Location identification entries:
··········
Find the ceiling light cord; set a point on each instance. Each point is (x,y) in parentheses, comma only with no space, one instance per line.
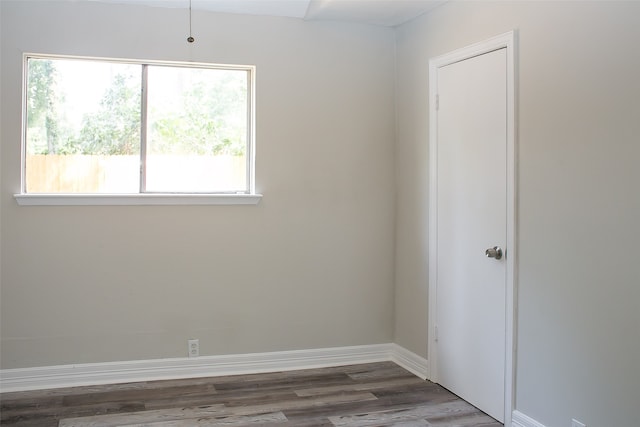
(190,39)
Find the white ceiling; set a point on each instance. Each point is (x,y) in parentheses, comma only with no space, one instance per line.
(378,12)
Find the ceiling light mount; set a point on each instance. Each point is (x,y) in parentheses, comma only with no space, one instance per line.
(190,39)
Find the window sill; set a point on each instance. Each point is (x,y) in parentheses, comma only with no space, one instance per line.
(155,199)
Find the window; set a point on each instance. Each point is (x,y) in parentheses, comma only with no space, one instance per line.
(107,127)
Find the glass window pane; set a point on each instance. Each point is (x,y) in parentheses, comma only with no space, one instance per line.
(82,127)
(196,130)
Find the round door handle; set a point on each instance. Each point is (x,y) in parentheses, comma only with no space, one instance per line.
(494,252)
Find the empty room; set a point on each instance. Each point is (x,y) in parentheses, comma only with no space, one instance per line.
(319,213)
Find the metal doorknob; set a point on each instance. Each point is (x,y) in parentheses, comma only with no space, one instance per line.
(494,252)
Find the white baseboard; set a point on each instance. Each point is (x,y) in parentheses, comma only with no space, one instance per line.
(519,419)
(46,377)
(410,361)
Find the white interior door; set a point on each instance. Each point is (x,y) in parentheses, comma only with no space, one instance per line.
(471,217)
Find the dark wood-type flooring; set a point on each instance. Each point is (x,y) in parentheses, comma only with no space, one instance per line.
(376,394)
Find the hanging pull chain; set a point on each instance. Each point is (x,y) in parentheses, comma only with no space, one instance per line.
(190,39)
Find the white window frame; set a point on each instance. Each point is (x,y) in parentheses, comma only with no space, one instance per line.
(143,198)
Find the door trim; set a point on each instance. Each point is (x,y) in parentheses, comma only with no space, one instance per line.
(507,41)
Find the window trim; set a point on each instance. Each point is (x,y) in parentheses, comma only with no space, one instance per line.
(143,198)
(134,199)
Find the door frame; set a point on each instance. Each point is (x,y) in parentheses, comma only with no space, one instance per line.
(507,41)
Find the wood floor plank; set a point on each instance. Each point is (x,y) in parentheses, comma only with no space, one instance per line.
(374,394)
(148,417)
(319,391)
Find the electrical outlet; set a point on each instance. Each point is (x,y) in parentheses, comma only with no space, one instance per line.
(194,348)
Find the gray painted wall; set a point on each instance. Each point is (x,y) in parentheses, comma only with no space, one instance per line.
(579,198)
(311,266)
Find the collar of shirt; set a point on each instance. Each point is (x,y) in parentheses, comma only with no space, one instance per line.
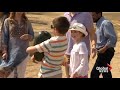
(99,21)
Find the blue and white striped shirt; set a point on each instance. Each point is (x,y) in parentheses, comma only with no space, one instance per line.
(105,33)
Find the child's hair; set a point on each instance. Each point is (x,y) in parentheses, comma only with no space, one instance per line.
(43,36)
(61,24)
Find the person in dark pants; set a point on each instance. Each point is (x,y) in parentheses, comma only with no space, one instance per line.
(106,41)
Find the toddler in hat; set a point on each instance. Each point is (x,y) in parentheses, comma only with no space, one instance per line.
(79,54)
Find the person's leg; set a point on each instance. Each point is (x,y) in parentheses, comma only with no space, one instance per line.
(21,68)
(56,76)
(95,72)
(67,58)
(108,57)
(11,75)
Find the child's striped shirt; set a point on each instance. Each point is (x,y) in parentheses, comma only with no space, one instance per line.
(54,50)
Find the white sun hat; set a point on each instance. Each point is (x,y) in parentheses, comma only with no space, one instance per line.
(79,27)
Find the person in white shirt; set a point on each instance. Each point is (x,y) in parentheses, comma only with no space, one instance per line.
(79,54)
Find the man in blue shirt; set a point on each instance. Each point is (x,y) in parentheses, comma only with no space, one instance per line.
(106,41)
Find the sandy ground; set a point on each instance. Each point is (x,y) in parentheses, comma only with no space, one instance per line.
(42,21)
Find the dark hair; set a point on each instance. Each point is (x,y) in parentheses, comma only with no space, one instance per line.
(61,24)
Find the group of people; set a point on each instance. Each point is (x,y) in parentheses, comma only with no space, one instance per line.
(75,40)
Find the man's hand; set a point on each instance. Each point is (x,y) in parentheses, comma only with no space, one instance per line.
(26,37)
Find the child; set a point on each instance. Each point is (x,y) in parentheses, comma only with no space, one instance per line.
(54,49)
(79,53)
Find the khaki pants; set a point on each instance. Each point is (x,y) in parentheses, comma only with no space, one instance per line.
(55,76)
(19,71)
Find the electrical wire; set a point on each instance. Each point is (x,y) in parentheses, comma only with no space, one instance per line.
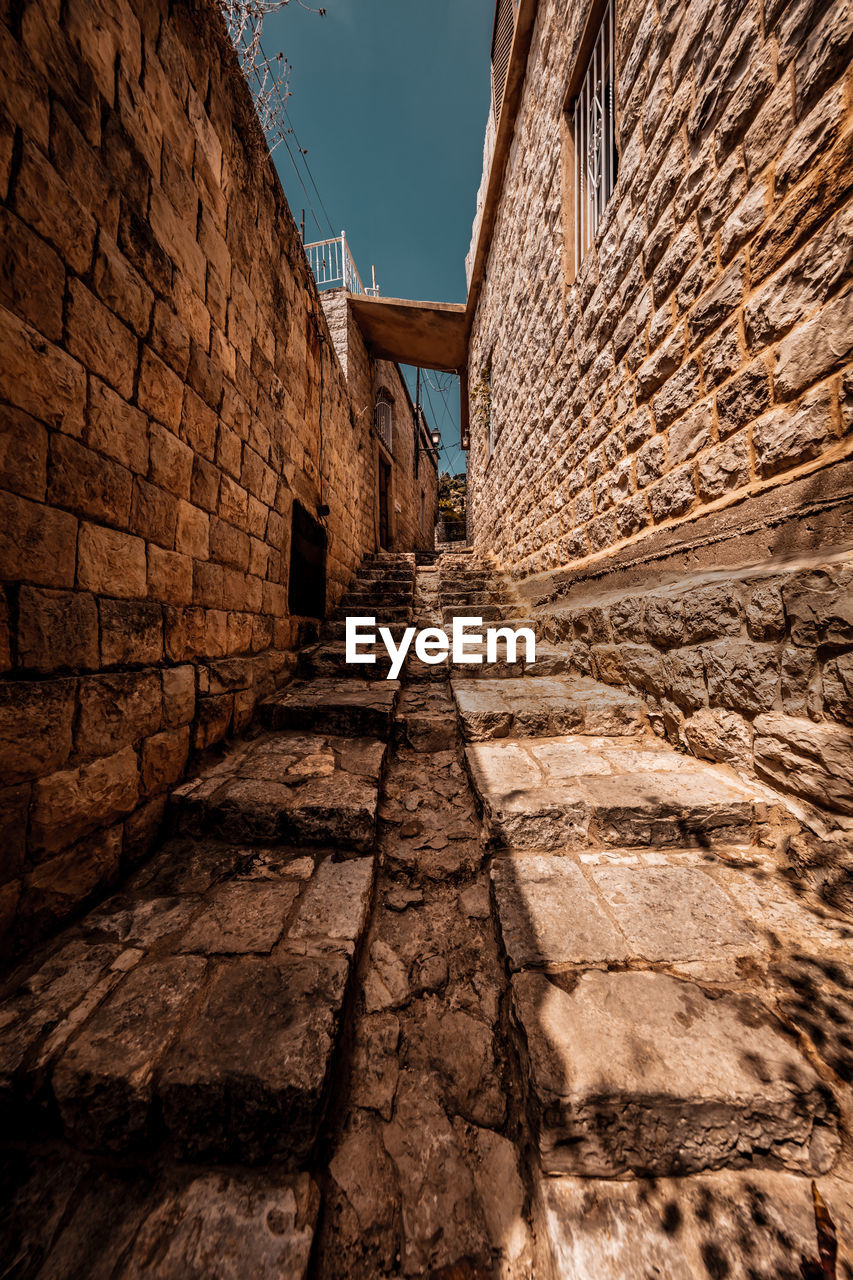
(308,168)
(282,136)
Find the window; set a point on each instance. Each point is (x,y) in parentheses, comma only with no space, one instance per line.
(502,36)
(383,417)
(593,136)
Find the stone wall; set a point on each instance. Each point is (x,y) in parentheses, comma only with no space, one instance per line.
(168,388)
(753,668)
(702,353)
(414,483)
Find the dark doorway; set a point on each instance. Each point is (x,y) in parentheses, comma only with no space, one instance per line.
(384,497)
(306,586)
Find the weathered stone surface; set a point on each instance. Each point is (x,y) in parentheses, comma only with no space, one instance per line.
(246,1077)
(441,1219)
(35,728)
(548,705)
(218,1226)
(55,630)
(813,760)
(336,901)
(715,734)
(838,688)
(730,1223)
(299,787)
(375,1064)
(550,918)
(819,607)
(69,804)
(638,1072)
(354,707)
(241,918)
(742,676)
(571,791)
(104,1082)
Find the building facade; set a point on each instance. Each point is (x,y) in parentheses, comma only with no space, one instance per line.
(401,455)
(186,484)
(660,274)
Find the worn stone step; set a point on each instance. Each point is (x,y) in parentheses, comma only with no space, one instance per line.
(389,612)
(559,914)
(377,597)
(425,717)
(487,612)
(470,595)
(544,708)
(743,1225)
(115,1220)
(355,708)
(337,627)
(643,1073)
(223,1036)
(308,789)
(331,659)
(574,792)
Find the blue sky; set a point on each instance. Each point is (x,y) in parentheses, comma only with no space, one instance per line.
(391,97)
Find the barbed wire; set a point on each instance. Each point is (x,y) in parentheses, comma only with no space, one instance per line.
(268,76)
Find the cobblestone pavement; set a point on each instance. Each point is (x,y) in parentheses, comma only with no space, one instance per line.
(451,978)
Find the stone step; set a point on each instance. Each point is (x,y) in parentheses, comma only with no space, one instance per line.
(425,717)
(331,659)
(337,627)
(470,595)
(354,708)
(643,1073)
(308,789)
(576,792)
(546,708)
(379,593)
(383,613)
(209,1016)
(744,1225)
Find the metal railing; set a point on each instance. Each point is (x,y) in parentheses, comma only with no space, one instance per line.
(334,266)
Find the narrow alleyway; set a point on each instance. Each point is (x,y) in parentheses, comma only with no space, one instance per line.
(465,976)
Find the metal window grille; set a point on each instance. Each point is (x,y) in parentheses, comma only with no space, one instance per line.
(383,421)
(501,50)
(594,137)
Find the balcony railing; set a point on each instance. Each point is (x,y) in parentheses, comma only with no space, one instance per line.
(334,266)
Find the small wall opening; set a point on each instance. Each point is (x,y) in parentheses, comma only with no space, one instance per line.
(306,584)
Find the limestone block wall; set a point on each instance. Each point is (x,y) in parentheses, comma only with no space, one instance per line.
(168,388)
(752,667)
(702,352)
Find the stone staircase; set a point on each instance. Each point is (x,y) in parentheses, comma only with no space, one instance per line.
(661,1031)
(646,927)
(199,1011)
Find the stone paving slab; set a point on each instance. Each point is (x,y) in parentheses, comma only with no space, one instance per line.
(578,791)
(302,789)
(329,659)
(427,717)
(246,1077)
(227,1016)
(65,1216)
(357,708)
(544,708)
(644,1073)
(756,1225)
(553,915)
··········
PROBLEM DESCRIPTION: Output all of the entries above verbatim, line for line, omitting the pictures.

SOLUTION TO THIS PROBLEM:
Find the ceiling light cord; set a point on each instance. Each point is (x,y) in parentheses, comma only with no space, one instance per line.
(190,39)
Find the white ceiling; set a point on each instance. Each point is (x,y) in parentheses, comma only with no space, one instance per line.
(378,12)
Find the ceiling light mount; set a point on each instance. Each point is (x,y) in parentheses, comma only with no space, one instance per line.
(190,39)
Find the window sill; set a point on each instance. Each point is (x,y) in parentheses, comma only with no space, one instance per line.
(155,199)
Find the window; set a point on each instance. Each point is (x,y) in parentheses, comma only with no space, one instance per line.
(107,127)
Find the glass window pane; set a point on each instance. Each point is (x,y) in parentheses, comma only with no space, one instance per line.
(82,127)
(196,130)
Find the round door handle; set a point on each instance. Each point is (x,y) in parentheses, comma only with no space, one instance per line.
(494,252)
Find the empty room; set a point on each instance. Each point is (x,y) in parentheses, comma only with no space, one instance per line.
(319,213)
Find the metal doorknob; set a point on each instance. Each point is (x,y) in parentheses, comma only with no space, one instance per line.
(494,252)
Find the white baseboard; set a point on each instance. Each point is (x,y) in parentheses, comma only with no space, one instance per line.
(519,419)
(46,377)
(410,361)
Find the white interior door; set a point on each instance. Each point is (x,y) in parentheses, comma only with no space, one instance per line.
(471,217)
Find the dark wood-type flooring; set a point on each instance. Each point is (x,y) in parentheses, comma only with no space, one instance per line.
(376,394)
Find the hanging pull chain; set a point on each instance. Each point is (x,y) in parentheses, comma only with no space, one instance per line.
(190,39)
Find the white window frame; set a point on each instance. Each point is (x,y) in parentheses, comma only with no space, one instance per line.
(143,198)
Find the door trim; set a point on each instance. Each point is (x,y) in parentheses, comma only with no space, one instance per line.
(507,41)
Find the window trim; set a point on each instance. Each point is (x,y) in parentheses, comma only with no space, one instance per line.
(143,198)
(134,199)
Find the door frame; set a point on each instance. Each point is (x,y) in parentheses, comma only with no space, one instance per line.
(507,41)
Find the wood floor plank; set a point on each instance. Each point is (x,y) in parentheses, comma only with no space, one instance per line.
(374,394)
(148,417)
(319,391)
Find the electrical outlet; set a point on each instance. Each point is (x,y) in parentheses, comma only with no space, one instance per line.
(194,348)
Find the gray painted wall; set a point on each instance. Each point is (x,y) in parentheses, comma only with no space, one instance per line.
(579,198)
(311,266)
Find the collar of shirt; set a point on each instance. Each point is (x,y) in parentheses, comma only with no space, one instance per line.
(99,21)
Find the blue and white striped shirt; set a point on each instance. Each point is (x,y) in parentheses, comma only with no space, one instance per line.
(105,33)
Find the child's hair; set a point on each instance. Each point is (x,y) in parentheses, comma only with no space, one instance per line.
(43,36)
(61,24)
Find the person in dark pants; set a point on each instance. Each point is (x,y) in parentheses, comma only with no space, one instance per line.
(106,41)
Find the toddler in hat; set a point on each instance. Each point is (x,y) in parentheses, comma only with no space, one instance per line.
(79,54)
Find the person's leg; set a point on each instance. Each point is (x,y) in parentheses, comma only with no space, one instance per line.
(21,68)
(56,76)
(95,72)
(67,58)
(108,57)
(11,75)
Find the child's striped shirt; set a point on each instance. Each point is (x,y) in parentheses, comma only with no space, one instance per line.
(54,50)
Find the white sun hat; set a point on each instance. Each point is (x,y) in parentheses, comma only with no space, one instance per line.
(79,27)
Find the person in white shirt; set a point on each instance. Each point is (x,y) in parentheses, comma only with no space, one instance per line.
(79,54)
Find the man in blue shirt; set a point on each instance. Each point is (x,y) in parentheses, comma only with no space, one instance per line.
(106,41)
Find the sandy ground; set a point on each instance. Each point is (x,y) in parentheses, comma only with no space, one instance per line.
(42,21)
Find the dark hair; set a point on each instance. Each point is (x,y) in parentheses, comma only with no space, one instance per line.
(61,24)
Find the group of people; set a point on each instance. Each point is (x,y) in parentheses, comma only with no space, one instance per line.
(75,40)
Find the man's hand; set a point on each instance. Each point is (x,y) in parentheses, comma only with no space, one instance per line.
(26,37)
Find the child; set a point on each instance. Each point is (x,y) in parentheses, comma only with no space, one instance per line.
(54,49)
(79,53)
Find the khaki pants; set a point on each instance. Each point is (x,y) in parentheses, comma only with no space, one instance per line.
(55,76)
(19,71)
Find the electrical wire; set a point on each instance. Each point is (x,y) in parentheses, comma only with no space, one instance per line.
(308,168)
(282,136)
Find the window; set a point on each instance. Each point is (x,y) in parentheses, comma only with no space, one instance per line.
(502,36)
(383,417)
(593,136)
Find the stone wall; set a point on each instance. Each point is (x,y) in parentheses, comma only with no space, one instance per line.
(168,388)
(753,668)
(702,353)
(414,483)
Find the dark doorway; set a point on each instance. Each point is (x,y) in parentheses, comma only with no space, one instance per line.
(384,497)
(306,586)
Find the weathered stone surface; set a point on each instance. Each point is (x,y) in parentheses, comma only with no space, one instance per line.
(246,1077)
(441,1219)
(35,728)
(548,705)
(218,1226)
(55,630)
(813,760)
(336,901)
(715,734)
(838,688)
(730,1223)
(299,787)
(375,1064)
(550,918)
(819,607)
(69,804)
(638,1072)
(354,707)
(241,918)
(742,676)
(571,791)
(104,1082)
Find the building facade; set a point on each instance. Each point is (x,y) in parentheses, comma only with no space, one instance per line.
(401,455)
(186,484)
(660,274)
Find the worn stone step; set a point on each instance. Each point is (x,y) in parentheses, comma only with no space, one instance per line.
(389,612)
(559,914)
(377,597)
(425,717)
(487,612)
(470,595)
(544,708)
(743,1225)
(115,1220)
(355,708)
(337,627)
(643,1073)
(223,1036)
(308,789)
(331,659)
(574,792)
Find the blue sky; set a point on each instance. Each point is (x,y) in parentheses, comma only with no space, one instance per line.
(391,97)
Find the barbed wire; set a point on each instance. Each point is (x,y) in parentheses, comma only with no space, one instance per line.
(268,76)
Find the cobblestone pavement; set a point on each instance. Each point is (x,y) in parentheses, comma only with no space, one instance per line.
(451,978)
Find the stone step; set a point on each instance. Each point is (x,y) in parentheses, comma only with no space, one instance per line.
(425,717)
(331,659)
(337,627)
(470,595)
(354,708)
(643,1073)
(308,789)
(576,792)
(546,708)
(379,593)
(383,613)
(209,1016)
(744,1225)
Find the metal railing; set a point on each instance. Each point is (x,y) in parentheses, comma only with no space, one instance per line.
(334,266)
Find the narrow alleyway; set a point on each instance. Each point is (x,y) in parentheses, comma only with no space, one instance per line.
(465,976)
Find the metal window grille; set a point on each instance. Each point is (x,y) in parentheses, comma only with no space, one instance per line.
(383,421)
(501,50)
(594,137)
Find the balcony railing; set a point on each instance. Each point is (x,y) in parentheses, comma only with no space, one instance per line.
(334,266)
Find the small wall opening; set a point on each instance. Each point is (x,y) in parentheses, comma only with no space, one instance per line.
(306,584)
Find the limestone block wall; set a point on each instance. Each point is (x,y) in parentheses, comma only with no space, one instance per line.
(168,388)
(752,667)
(702,352)
Find the stone staircase; set a point on each instance. Each point is (x,y) in parentheses, comma only with no space, one instance per line.
(661,1031)
(646,927)
(199,1011)
Find the stone paving slab; set a point on each instance. Each point is (x,y) in parentheses, comma only with no space, one instance per line.
(578,791)
(302,789)
(329,659)
(427,717)
(246,1077)
(227,1016)
(65,1216)
(357,708)
(544,708)
(644,1073)
(756,1225)
(553,915)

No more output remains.